● **DESCRIPTION OF THE TASK**
Write out the material below word for word, leaving out the pictures.
##### SUPPLIED ENTRIES #####
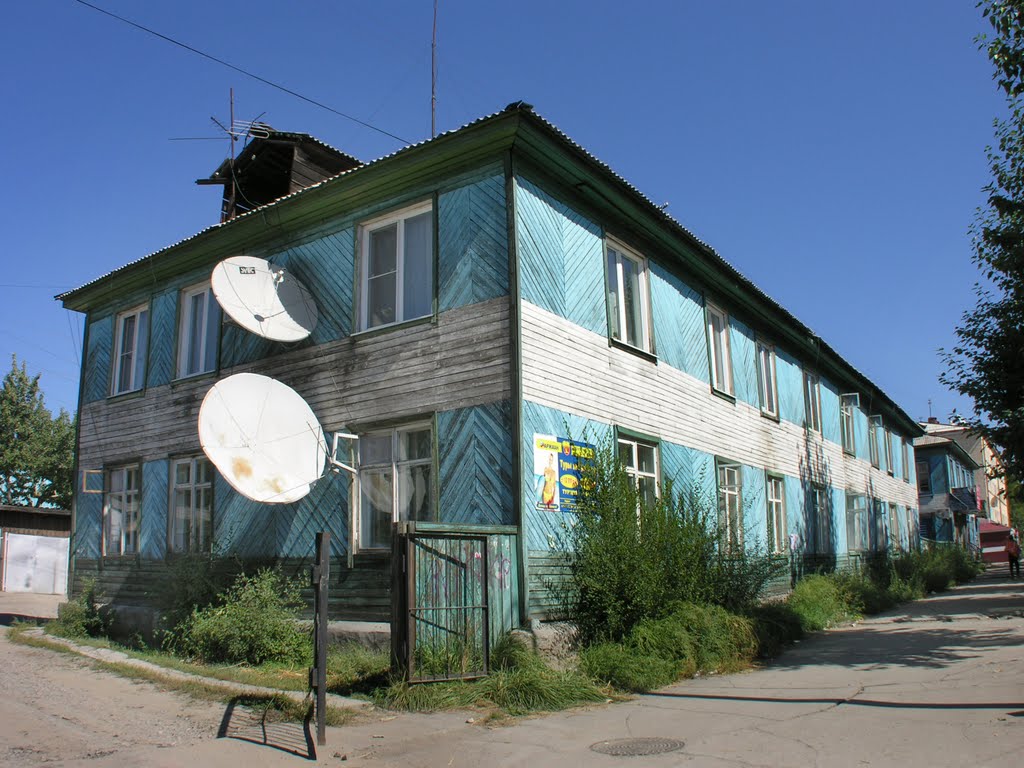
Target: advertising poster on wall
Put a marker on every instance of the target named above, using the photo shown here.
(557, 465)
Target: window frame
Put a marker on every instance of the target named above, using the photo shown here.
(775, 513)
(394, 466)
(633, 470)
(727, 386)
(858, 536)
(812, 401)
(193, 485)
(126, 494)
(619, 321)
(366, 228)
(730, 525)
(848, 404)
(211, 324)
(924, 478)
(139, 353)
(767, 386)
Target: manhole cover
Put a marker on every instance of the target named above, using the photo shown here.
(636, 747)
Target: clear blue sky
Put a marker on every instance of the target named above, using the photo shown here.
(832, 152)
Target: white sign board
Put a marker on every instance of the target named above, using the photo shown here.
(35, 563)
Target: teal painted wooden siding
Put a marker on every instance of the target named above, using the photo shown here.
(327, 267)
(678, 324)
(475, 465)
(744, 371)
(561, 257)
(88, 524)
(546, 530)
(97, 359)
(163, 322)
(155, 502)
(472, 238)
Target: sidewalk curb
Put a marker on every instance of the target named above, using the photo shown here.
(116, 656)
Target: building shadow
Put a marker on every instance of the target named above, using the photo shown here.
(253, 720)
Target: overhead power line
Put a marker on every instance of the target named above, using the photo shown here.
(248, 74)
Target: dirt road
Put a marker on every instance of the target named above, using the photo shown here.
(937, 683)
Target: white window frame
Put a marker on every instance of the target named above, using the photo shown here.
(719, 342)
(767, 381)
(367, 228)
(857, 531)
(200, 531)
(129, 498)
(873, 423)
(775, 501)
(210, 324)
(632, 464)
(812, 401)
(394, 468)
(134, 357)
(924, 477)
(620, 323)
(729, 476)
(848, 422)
#####
● **SOLUTION TO THE PROBLEM**
Target: advertising poster on wall
Put a marker on every instance of the target named above, using the photo shown here.
(557, 465)
Target: window frame
Put a marker on every instance of the target named above, using the photo shown here.
(775, 513)
(394, 466)
(633, 470)
(727, 386)
(858, 536)
(812, 401)
(193, 485)
(126, 494)
(619, 321)
(366, 228)
(730, 525)
(848, 404)
(211, 324)
(924, 478)
(139, 353)
(767, 386)
Target: manhole cover
Put a marker on every instance of the target named above, using the photo shown here.
(636, 747)
Target: clear blue sky
Put a marker on every instance of the target named above, using the photo shown here.
(832, 152)
Target: white sign board
Put a marker on every instance of the target named above, using the photo shown here.
(35, 563)
Target: teal painted wooden siding
Put a marker on every instance of the target named above, using the photo shown here.
(327, 267)
(678, 324)
(475, 465)
(744, 371)
(561, 257)
(88, 524)
(546, 530)
(97, 359)
(163, 322)
(155, 502)
(472, 238)
Target: sidewalk curb
Put a marker on every instance of the target named above, using the photo shown here.
(116, 656)
Target: building shadow
Put a marker on every instance of the target named above, using the photo shown here.
(253, 720)
Target: overhead power line
Put a marker on every instance of the target named above, using the photo shown here.
(248, 74)
Target: dirt road
Put a marker on every instance of the target named above, using the photo shown here.
(937, 683)
Target: white window frame
Put a marker on every instance of the target named above, using the photo shown here.
(719, 342)
(767, 381)
(367, 228)
(857, 531)
(200, 531)
(129, 498)
(873, 423)
(775, 501)
(210, 324)
(632, 464)
(812, 401)
(394, 468)
(134, 357)
(924, 477)
(620, 323)
(729, 476)
(848, 422)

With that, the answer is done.